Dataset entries
- Opening Delimiter -
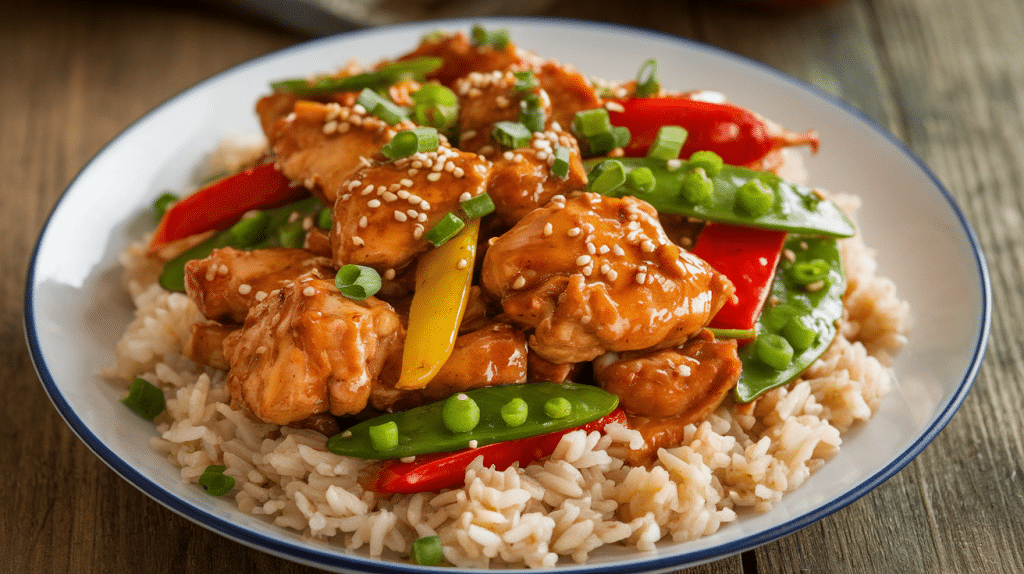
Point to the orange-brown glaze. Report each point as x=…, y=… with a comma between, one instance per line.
x=593, y=274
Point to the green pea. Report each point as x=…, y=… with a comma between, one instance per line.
x=755, y=197
x=558, y=407
x=461, y=413
x=515, y=411
x=697, y=187
x=799, y=330
x=773, y=350
x=384, y=437
x=711, y=162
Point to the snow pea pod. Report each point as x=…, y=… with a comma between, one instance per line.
x=267, y=228
x=805, y=306
x=422, y=430
x=794, y=208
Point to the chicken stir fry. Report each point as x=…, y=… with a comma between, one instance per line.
x=566, y=283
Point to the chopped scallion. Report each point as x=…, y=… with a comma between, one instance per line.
x=145, y=399
x=444, y=229
x=477, y=207
x=668, y=142
x=511, y=134
x=215, y=482
x=356, y=281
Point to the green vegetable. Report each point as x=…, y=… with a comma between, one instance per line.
x=145, y=399
x=668, y=142
x=511, y=134
x=356, y=281
x=382, y=78
x=460, y=414
x=796, y=209
x=514, y=412
x=448, y=227
x=422, y=430
x=215, y=482
x=817, y=310
x=408, y=142
x=267, y=228
x=384, y=437
x=161, y=204
x=428, y=550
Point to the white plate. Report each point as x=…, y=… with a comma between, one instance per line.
x=75, y=310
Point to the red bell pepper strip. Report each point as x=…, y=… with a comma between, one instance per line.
x=738, y=135
x=748, y=257
x=448, y=470
x=222, y=203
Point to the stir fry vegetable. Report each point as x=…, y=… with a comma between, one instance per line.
x=423, y=430
x=448, y=470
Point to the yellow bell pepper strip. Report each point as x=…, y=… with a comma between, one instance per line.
x=442, y=280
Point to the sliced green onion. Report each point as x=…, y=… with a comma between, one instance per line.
x=773, y=350
x=515, y=411
x=145, y=399
x=668, y=142
x=215, y=482
x=428, y=550
x=531, y=116
x=325, y=219
x=512, y=134
x=606, y=177
x=384, y=437
x=524, y=82
x=799, y=330
x=755, y=197
x=161, y=204
x=448, y=227
x=641, y=179
x=697, y=187
x=647, y=84
x=408, y=142
x=709, y=161
x=560, y=168
x=477, y=207
x=807, y=272
x=460, y=413
x=557, y=407
x=356, y=281
x=382, y=107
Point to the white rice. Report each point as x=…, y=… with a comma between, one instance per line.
x=559, y=510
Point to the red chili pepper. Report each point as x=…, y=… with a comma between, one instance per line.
x=224, y=202
x=738, y=135
x=448, y=470
x=749, y=257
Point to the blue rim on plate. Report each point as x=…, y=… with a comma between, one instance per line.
x=674, y=556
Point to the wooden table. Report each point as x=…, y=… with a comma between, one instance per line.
x=945, y=76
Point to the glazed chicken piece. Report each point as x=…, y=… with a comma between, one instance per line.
x=228, y=281
x=521, y=179
x=384, y=210
x=308, y=350
x=484, y=99
x=461, y=56
x=489, y=356
x=593, y=274
x=323, y=144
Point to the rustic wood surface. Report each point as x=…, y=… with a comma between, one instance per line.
x=945, y=76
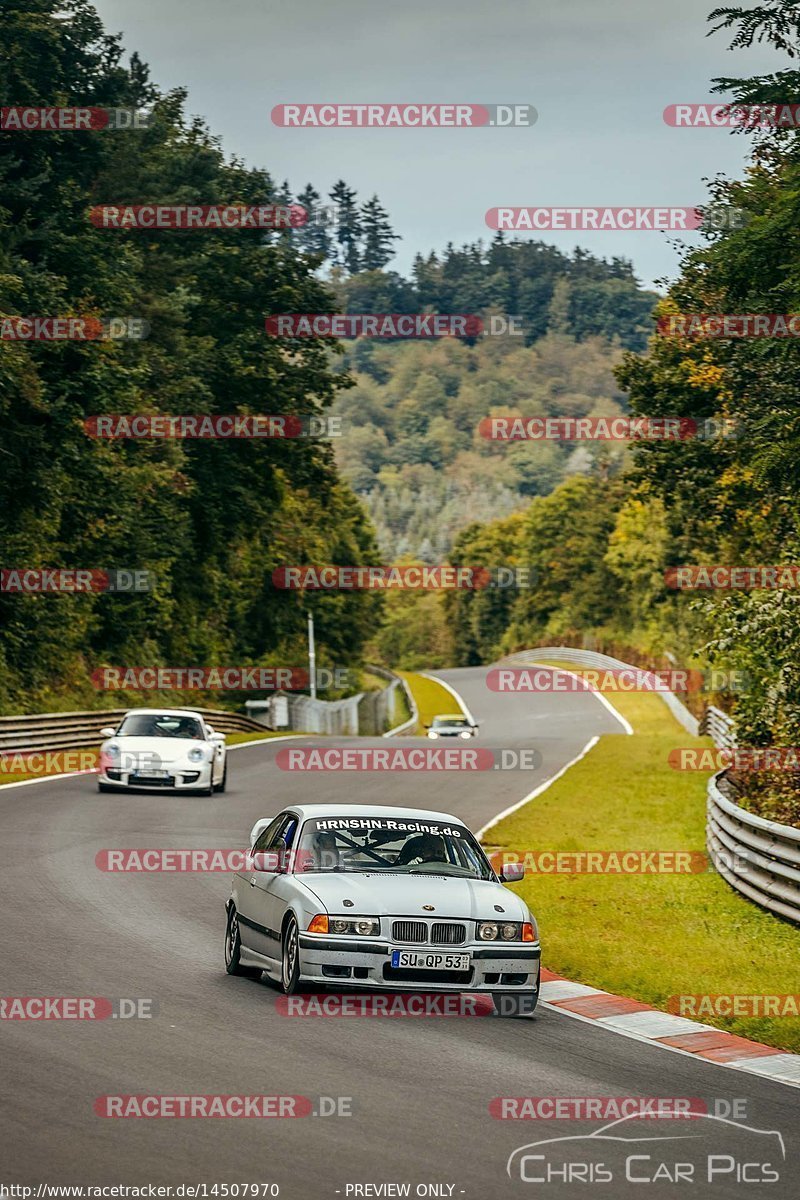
- Closing Delimiter -
You are asked to output the records precisely as they appear, minus any pictures.

Point to the orange-brown glaze. Report each point as x=…, y=… with a comma between, one instance per line.
x=593, y=274
Point to the green pea. Report each point as x=…, y=… with a comma between, one instance per line.
x=755, y=197
x=558, y=407
x=461, y=413
x=515, y=411
x=697, y=187
x=799, y=330
x=773, y=350
x=384, y=437
x=711, y=162
Point to the snow pea pod. Report each point as x=…, y=… with a comma between, one instance per line.
x=267, y=228
x=805, y=306
x=422, y=430
x=794, y=208
Point to the chicken stir fry. Report each point as x=…, y=… with a comma between, one instance per line.
x=566, y=283
Point to the chopped scallion. Report each point as x=…, y=… with a comma between, one instance per line.
x=145, y=399
x=444, y=229
x=477, y=207
x=668, y=142
x=511, y=134
x=215, y=482
x=356, y=281
Point to the green vegetable. Report each point as x=…, y=… with a comma between, one instance per line.
x=145, y=399
x=668, y=142
x=511, y=134
x=356, y=281
x=382, y=78
x=460, y=414
x=796, y=209
x=514, y=412
x=448, y=227
x=422, y=430
x=215, y=482
x=817, y=310
x=408, y=142
x=267, y=228
x=384, y=437
x=161, y=204
x=428, y=550
Point to the white plate. Report each point as x=…, y=… with a comma between, one instance per line.
x=75, y=310
Point to the red bell pepper strip. Report each point as x=…, y=… with a comma between, one instance per line.
x=738, y=135
x=748, y=257
x=448, y=470
x=222, y=203
Point to the stir fry vegetable. Report each point as x=…, y=… with a comma between, one instance per line.
x=423, y=430
x=448, y=470
Point to the yellow bell pepper strip. Report each point as x=…, y=… with a comma between, one instance per line.
x=442, y=280
Point to the sliced green onion. Report each point as x=…, y=… with a comma between, one instance per line.
x=773, y=350
x=515, y=411
x=145, y=399
x=668, y=142
x=215, y=482
x=428, y=550
x=531, y=116
x=325, y=219
x=512, y=134
x=606, y=177
x=384, y=437
x=524, y=82
x=799, y=330
x=755, y=197
x=161, y=204
x=448, y=227
x=641, y=179
x=697, y=187
x=647, y=84
x=408, y=142
x=709, y=161
x=560, y=168
x=477, y=207
x=807, y=272
x=460, y=413
x=557, y=407
x=356, y=281
x=382, y=107
Point to the white rice. Report each point as x=…, y=… with a comma between, one instance per line.
x=559, y=510
Point to the red chili pepper. Report each point as x=…, y=… with a comma between, one instance per line.
x=224, y=202
x=738, y=135
x=448, y=470
x=749, y=257
Point to the blue rim on plate. Report each point as x=…, y=… with a comma between, one instance per line.
x=674, y=556
Point to the wooden table. Report each point as x=…, y=… with a comma between, one instance per line.
x=945, y=76
Point to the glazed chicken piece. Report each point as x=…, y=… with a comma between, one instance per line.
x=228, y=281
x=521, y=179
x=384, y=210
x=308, y=350
x=484, y=99
x=461, y=56
x=489, y=356
x=593, y=274
x=323, y=144
Point to the rustic wood surface. Report each point as x=…, y=… with a comma between, one instance per line.
x=945, y=76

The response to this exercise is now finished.